# Extracted text
I prefer to leave the mapping as it is, for now, with \todo '?'
converted to a statement. We can decide on it later and can be done on top?
>
>> + dest_ = std::make_unique<CameraBuffer>(camera3Dest, PROT_READ | PROT_WRITE);
>> + if (!dest_->isValid()) {
>> LOG(HAL, Error) << "Failed to map android blob buffer";
>> return -EINVAL;
>> }
>>
>> - return postProcessor_->process(source, &dest, requestMetadata, resultMetadata);
>> + if (type() != CameraStream::Type::Internal) {
>> + /*
>> + * The source buffer is owned by Request object which can be
>> + * reused for future capture request. Since post-processor will
>> + * run asynchrnously, we need to copy the source buffer and use
>> + * it as source data for post-processor.
>> + */
>> + srcPlanes_.clear();
>> + for (const auto &plane : source->planes())
>> + srcPlanes_.push_back(plane);
>> +
>> + srcFramebuffer_ = std::make_unique<libcamera::FrameBuffer>(srcPlanes_);
>> + source = srcFramebuffer_.get();
>> + }
> This will break if the next frame needs to be post-processed before the
> current frame completes. You need a queue of frames to post-process, not
> just one. One option would be to store the data in
> Camera3RequestDescriptor instead, as that the full context for a
Ah, yes, this is thin ice.
But exposing Camera3RequestDescriptor data, I am not sure... maybe we
can just expose the frame data /only/. Something I'll meditate upon...
but I agree with the data storage location in Camera3RequestDescriptor
Did you notice, I am /copying/ the frame buffer 'source' ? :-) Does the
associated comment makes sense to you? Asking because I and Kieran had a
quite a bit of discussion on this right now.
... In my head right now, I see that 'source' comes from
libcamera::Request in CameraDevice::requestComplete. So after signal
handler, the libcamera::Request is disposed or reused (I don't know, I
haven't seen the 'higher' context of what's happening with request). In
both cases, the 'source' framebuffer (used for post-processing) might
get invalidated/segfault, hence the reason of copy the framebuffer for
post-processing purposes.
This is the context in my head right now, I might be wrong. Does it make
sense? I'll try to look around for the 'higher' context of the request,
whether or not it's getting reused or something else
> request, including all its frames. Some refactoring would be required,
> as the structure is current private to CameraDevice.
>
>> +
>> + ppWorker_->start();
>> +
>> + return postProcessor_->invokeMethod(&PostProcessor::process,
>> + ConnectionTypeQueued,
>> + source, dest_.get(),
>> + requestMetadata, resultMetadata);
> Is the CameraStream actually the right place to spawn a thread and
> dispatch processing jobs ? Brainstorming a bit, I wonder if this
> shouldn't be moved to the PostProcessor class instead, as the need for a
> thread depends on the type of post-processor. The current software-based
> post-processors definitely need a thread, but a post-processor that
> would use a hardware-accelerated JPEG encoder would be asynchronous by
> nature (posting jobs to the device and being notified of their
> completion through callbacks) and may not need to be wrapped in a
> thread. It would actually also depend on how the hardware JPEG encoder
Yes, this bit needs discussion but certainly you have more look-forward
ideas than me. The way I envisioned is that, we have 'n' post-processors
in future. And CameraStream is the one that creates the post-processor
instances.

# Dataset rows
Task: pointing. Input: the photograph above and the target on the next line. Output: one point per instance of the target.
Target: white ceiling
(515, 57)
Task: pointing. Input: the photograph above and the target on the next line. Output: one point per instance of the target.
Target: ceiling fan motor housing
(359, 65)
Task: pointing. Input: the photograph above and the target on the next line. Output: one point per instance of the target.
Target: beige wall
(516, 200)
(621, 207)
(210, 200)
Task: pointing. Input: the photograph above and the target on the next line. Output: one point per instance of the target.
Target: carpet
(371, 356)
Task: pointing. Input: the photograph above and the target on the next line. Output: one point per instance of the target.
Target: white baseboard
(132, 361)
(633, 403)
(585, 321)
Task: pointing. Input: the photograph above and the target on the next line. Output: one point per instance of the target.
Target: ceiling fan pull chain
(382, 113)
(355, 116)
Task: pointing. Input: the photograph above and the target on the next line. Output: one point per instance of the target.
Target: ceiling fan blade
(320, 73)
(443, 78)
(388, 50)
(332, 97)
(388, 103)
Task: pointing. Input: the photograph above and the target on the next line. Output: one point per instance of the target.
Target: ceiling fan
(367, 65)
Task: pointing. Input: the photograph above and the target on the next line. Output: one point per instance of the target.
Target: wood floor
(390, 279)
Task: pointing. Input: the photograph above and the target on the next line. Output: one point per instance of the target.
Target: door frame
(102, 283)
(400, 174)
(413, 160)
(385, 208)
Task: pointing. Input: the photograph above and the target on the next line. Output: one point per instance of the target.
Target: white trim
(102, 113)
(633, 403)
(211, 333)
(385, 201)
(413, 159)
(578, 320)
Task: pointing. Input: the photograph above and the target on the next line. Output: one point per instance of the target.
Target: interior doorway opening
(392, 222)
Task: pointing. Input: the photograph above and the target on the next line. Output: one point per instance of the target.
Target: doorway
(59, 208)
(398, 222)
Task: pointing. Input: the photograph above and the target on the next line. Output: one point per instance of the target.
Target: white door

# Stated goal 1
Answer these from the code review thread on camera post-processing:
(a) What error message is logged when the destination buffer is not valid?
(b) According to the reply about copying the frame buffer, in which function does 'source' come from libcamera::Request?
(c) What kind of post-processor does the reviewer describe as asynchronous by nature?
# Stated goal 2
Carry on the code review thread on camera post-processing from its final line.
The listing is separate material, unrelated to the code review thread on camera post-processing.

# Right answer 1
(a) "Failed to map android blob buffer"
(b) CameraDevice::requestComplete
(c) One that would use a hardware-accelerated JPEG encoder

# Right answer 2
For eg. , currently we have in CameraStream constructor:
postProcessor_ =
std::make_unique<PostProcessorJpeg>(cameraDevice_);
In a future of multiple post-processors, I see that CameraStream decides
which postProcessor_ it needs, depending on the context. Speaking from
high-level, it feels CameraStream is the one that creates and manages
the post-processor objects. Hence, it should be the one to decide
whether or not, to post-processor asynchronously or synchronously; And
the post-processor implementation should just care about the
post-processing specific bits.
So the hardware-accelerator JPEG encoder you mentioned, kind of fits
into this design i.e. letting CameraStream decide if a post-processor
needs to run in separate threa or not. As the h/w accerlerated encoder
is async by nature, the CameraStream shouldn't use a thread for this
post-processor.
There can also be multiple post-processors right, for a single
CameraStream instance? One chaining into the another... would need to
think about it too, I guess.
Anyway, this is my vision while writing the series. As you can already
see, it's limited and I am open to suggestions / experimenting new
design ideas.
> would be interfaced. If the post-processor were to deal with the kernel
> device directly, it would likely need an event loop, which we're missing
> in the HAL implementation. A thread would provide that event loop, but
> it could be best to use a single thread for all event-driven
> post-processors instead of one per post-processor. This is largely
> theoretical though, we don't have hardware-backed post-processors today.
>
>> }
>>
>> void CameraStream::handlePostProcessing(PostProcessor::Status status,
>> CameraMetadata *resultMetadata)
>> {
>> + ppWorker_->exit();
> Threads won't consume much resources when they're idle, but starting and
> stopping a thread is a costly operation. I would be better to start the
> thread when starting the camera capture session.
Ok, noted.
Also I am sure I had stop() here, but seems a bad rebase/cherry-pick
fiasco that the exit() creeped in (from earlier implementations).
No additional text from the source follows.